** Kutipan Halaman **

# # # #

Introvert, Melakonlis, Multi-potentialite, Intuiting

Berbagai macam kepribadian itulah yang membentuk saya. Mengenal lebih kedalam dan benar2 belajar memahami kepribadian diri sendiri, berawal dari saya merasa menjadi sosok yang gagal. Sosok yang tidak bisa diharapkan sukses dimata orang terdekat saya.

Saya memang tidak suka ketika harus melakukan kontak dengan banyak orang, seperti acara arisan, reuni, family gathering, dan acara lain yang mengharuskan saya untuk bersosialisasi dengan orang yang tidak seberapa saya kenal. Itu big NO bagi saya. Apakah saya tetap menolak hadir diacara tersebut? Kalau bisa memang saya tolak, kalau terpaksa ya hadir.

# # # #

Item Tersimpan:
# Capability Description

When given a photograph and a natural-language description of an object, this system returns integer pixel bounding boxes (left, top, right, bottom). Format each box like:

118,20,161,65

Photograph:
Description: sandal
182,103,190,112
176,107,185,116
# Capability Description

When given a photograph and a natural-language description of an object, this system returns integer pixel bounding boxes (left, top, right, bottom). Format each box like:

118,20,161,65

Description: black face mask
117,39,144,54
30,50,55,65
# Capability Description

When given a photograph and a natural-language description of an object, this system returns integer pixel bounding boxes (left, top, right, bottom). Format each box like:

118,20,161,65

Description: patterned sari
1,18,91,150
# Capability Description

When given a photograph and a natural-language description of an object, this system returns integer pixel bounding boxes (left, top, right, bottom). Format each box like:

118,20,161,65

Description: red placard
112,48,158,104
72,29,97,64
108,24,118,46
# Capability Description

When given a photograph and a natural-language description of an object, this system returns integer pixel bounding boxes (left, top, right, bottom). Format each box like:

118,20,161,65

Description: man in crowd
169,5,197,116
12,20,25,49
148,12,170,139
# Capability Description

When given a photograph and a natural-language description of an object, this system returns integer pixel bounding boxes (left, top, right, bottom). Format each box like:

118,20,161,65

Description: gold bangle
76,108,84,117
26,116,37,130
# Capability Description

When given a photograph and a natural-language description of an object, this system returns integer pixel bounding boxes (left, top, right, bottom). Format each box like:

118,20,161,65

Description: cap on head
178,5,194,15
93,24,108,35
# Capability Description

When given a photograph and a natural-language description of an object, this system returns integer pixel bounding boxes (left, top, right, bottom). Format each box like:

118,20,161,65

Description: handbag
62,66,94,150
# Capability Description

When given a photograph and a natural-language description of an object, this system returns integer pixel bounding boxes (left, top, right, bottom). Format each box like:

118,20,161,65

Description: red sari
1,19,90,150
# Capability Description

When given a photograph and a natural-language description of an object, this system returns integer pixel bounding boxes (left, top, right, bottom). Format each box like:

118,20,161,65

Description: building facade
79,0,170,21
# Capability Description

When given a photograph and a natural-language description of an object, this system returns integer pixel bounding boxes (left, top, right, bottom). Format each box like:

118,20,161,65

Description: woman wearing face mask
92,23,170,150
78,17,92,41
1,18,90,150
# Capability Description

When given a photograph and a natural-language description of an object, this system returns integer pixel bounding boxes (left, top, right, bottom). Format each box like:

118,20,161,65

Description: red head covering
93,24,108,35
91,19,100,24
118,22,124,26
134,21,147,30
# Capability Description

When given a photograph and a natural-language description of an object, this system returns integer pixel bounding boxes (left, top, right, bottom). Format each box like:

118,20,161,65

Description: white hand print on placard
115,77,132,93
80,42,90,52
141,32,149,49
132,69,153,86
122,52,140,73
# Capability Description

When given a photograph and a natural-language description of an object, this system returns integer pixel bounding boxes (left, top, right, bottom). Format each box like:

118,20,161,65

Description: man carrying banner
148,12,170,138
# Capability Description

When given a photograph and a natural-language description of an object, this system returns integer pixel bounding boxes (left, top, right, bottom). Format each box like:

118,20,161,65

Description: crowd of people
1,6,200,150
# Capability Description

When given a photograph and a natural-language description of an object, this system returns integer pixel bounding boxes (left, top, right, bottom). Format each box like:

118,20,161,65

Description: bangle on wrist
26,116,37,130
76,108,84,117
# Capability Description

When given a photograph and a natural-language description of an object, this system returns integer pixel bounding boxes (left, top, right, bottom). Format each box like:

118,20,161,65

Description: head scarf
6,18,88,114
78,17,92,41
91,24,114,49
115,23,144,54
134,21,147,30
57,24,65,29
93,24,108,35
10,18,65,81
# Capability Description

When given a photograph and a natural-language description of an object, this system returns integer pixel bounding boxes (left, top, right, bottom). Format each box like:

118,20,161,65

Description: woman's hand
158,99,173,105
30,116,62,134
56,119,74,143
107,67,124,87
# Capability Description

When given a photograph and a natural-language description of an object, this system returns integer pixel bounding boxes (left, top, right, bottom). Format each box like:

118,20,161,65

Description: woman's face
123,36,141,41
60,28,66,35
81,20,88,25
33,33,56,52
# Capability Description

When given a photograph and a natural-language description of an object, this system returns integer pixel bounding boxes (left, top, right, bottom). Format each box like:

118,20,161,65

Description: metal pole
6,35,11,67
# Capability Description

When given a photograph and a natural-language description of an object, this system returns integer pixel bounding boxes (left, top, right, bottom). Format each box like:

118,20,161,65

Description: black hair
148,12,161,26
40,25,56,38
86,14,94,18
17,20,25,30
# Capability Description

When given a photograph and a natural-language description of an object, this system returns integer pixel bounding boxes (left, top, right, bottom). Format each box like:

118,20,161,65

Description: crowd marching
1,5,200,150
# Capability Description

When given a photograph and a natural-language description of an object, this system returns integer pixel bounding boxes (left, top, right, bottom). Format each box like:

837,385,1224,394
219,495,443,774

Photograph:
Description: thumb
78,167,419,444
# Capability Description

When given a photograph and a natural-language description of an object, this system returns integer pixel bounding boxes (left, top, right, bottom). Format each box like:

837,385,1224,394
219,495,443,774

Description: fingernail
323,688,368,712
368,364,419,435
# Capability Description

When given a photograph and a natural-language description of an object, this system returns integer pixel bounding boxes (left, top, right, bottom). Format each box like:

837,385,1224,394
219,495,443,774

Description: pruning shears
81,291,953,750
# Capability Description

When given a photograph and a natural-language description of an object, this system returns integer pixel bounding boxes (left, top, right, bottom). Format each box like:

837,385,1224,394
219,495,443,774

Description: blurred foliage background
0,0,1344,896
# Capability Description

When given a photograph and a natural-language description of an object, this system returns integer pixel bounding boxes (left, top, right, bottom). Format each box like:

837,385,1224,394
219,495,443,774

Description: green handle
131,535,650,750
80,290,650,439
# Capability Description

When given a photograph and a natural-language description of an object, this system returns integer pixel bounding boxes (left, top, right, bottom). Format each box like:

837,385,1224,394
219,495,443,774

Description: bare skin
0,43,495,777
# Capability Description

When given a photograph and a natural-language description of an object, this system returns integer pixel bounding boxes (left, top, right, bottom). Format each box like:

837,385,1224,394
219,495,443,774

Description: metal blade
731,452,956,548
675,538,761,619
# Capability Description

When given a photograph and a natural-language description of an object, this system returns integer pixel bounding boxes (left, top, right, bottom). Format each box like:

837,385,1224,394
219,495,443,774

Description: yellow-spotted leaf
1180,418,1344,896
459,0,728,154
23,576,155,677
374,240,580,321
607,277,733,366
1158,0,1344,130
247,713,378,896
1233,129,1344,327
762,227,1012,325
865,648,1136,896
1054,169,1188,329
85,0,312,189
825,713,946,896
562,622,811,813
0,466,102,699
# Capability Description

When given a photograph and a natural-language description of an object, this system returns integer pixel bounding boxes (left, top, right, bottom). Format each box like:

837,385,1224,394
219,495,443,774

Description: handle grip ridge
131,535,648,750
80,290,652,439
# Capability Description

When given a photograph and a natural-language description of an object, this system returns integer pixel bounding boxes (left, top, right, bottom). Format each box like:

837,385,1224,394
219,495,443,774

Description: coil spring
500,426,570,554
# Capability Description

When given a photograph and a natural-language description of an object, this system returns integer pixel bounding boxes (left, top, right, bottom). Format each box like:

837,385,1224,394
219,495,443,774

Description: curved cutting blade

# # # #

** Soal Tertulis 1 **
Terjemahkan ke dalam bahasa Inggris kalimat "Berbagai macam kepribadian itulah yang membentuk saya." yang terdapat dalam tulisan tentang kepribadian.
** Soal Tertulis 2 **
Tuliskan kembali bagian tulisan tentang kepribadian yang dimulai dari "Introvert, Melakonlis, Multi-potentialite, Intuiting" dan berlanjut hingga "orang terdekat saya.".
Data ini merupakan bahan tersendiri yang terpisah dari tulisan tentang kepribadian.

** Jawaban Lengkap 1 **
It is these various personalities that have shaped me.

** Jawaban Lengkap 2 **
Introvert, Melakonlis, Multi-potentialite, Intuiting

Berbagai macam kepribadian itulah yang membentuk saya. Mengenal lebih kedalam dan benar2 belajar memahami kepribadian diri sendiri, berawal dari saya merasa menjadi sosok yang gagal. Sosok yang tidak bisa diharapkan sukses dimata orang terdekat saya.